This Earthcache looks at the formation of Southern
California’s second highest peak and the North America’s
second steepest terrain and a rain shadow.
This location provides a wide
overlook of the San Gorgonio pass to the north and the
Coachella valley to the east, including, on clear days, the
Salton Sea. To the west and up another 2,000 feet or so is Mt.
San Jacinto. If you can make the hike, I would highly
recommend climbing the peak. I have read that you can see the
Channel Islands on clear days, but good luck finding a clear
day in Southern California.
Mt. San Jacinto rises about 9,000 feet above the desert in less
than six miles. Only Telescope Peak in Death Valley has a steeper
topographic change in North America. The steep mountainside is the
result of both a sinking valley and a growing mountain.
The creation of Mt. San Jacinto begins about 135 million years
ago, the end of the Jurassic. At that time the North American Plate
was moving over the Farallon Plate pushing the Farallon down into
the earth creating a subduction zone similar to plate margins of
the Pacific North West of today.

| LISTED RECORDS |
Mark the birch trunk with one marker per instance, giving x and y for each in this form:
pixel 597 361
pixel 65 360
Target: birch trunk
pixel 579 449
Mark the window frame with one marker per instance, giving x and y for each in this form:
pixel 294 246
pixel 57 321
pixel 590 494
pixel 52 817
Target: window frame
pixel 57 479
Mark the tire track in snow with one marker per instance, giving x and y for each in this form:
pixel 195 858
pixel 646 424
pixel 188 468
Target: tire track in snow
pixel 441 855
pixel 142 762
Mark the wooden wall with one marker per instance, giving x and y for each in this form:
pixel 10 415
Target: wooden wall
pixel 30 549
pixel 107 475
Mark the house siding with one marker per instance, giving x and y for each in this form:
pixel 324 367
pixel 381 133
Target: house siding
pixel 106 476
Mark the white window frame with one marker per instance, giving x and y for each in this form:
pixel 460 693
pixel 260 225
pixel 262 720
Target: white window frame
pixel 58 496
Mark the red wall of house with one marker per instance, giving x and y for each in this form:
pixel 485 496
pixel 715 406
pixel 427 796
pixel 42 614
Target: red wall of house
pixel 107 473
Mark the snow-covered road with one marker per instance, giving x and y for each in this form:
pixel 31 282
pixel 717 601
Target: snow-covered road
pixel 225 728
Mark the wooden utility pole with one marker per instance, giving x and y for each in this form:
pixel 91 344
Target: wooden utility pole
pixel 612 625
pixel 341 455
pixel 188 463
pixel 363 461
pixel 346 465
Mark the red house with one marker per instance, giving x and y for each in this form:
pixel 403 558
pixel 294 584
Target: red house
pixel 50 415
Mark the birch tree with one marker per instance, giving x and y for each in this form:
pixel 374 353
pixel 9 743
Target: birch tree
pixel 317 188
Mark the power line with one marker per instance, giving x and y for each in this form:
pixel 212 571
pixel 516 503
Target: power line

| STATED EXERCISE 1 |
Copy word for word the stretch of the Mt. San Jacinto text from "Mt. San Jacinto rises" through "a growing mountain.".
| STATED EXERCISE 2 |
Write the next part of the Mt. San Jacinto text, picking up after its final sentence.
The data has no role in this work.

| FINAL ANSWER 1 |
Mt. San Jacinto rises about 9,000 feet above the desert in less
than six miles. Only Telescope Peak in Death Valley has a steeper
topographic change in North America. The steep mountainside is the
result of both a sinking valley and a growing mountain.

| FINAL ANSWER 2 |
The melting Farallon plate created huge masses of molten magma
beneath the North American plate called plutons. These plutons
migrated up toward the surface. In some cases they erupted at the
surface as volcanoes.
About 70 million years ago, the late Cretaceous, most of the
Farallon plate had disappeared beneath the North American Plate
removing the source of magma for the region. The plutons cooled
into huge masses of granitic rock called a batholith (“deep rock”).
Mt. San Jacinto sits at the north end of the Peninsular Batholith
which extends hundreds of miles to the south. At this point, the
Peninsular Batholith was still deep underground.
Following the disappearance of the Farallon plate beneath the
North American Plate, the San Andreas Fault formed between the
Pacific Plate and the North American Plate. Movement along the San
Andreas moved the San Jacinto Mountains about 155 miles northwest.
Along the way, erosion continually removed rock above the
batholith.
About 23 million years ago, the
Miocene, the spreading center that the North American Plate
moved over began to separate Baja California from North
America. This began a clockwise rotation of what would become
Baja California and began the uplift of the San Jacinto
Mountains. At the same time, the movement of Baja California
away from North America began forming a depression that
extends from the Gulf of California all the way up Imperial
Valley and Coachella Valley to San Gorgonio Pass. As spreading
deepened the valleys, the rising mountains filled in
depression. About 7.5 million years, the Gulf of California
formed and has been widening ever since.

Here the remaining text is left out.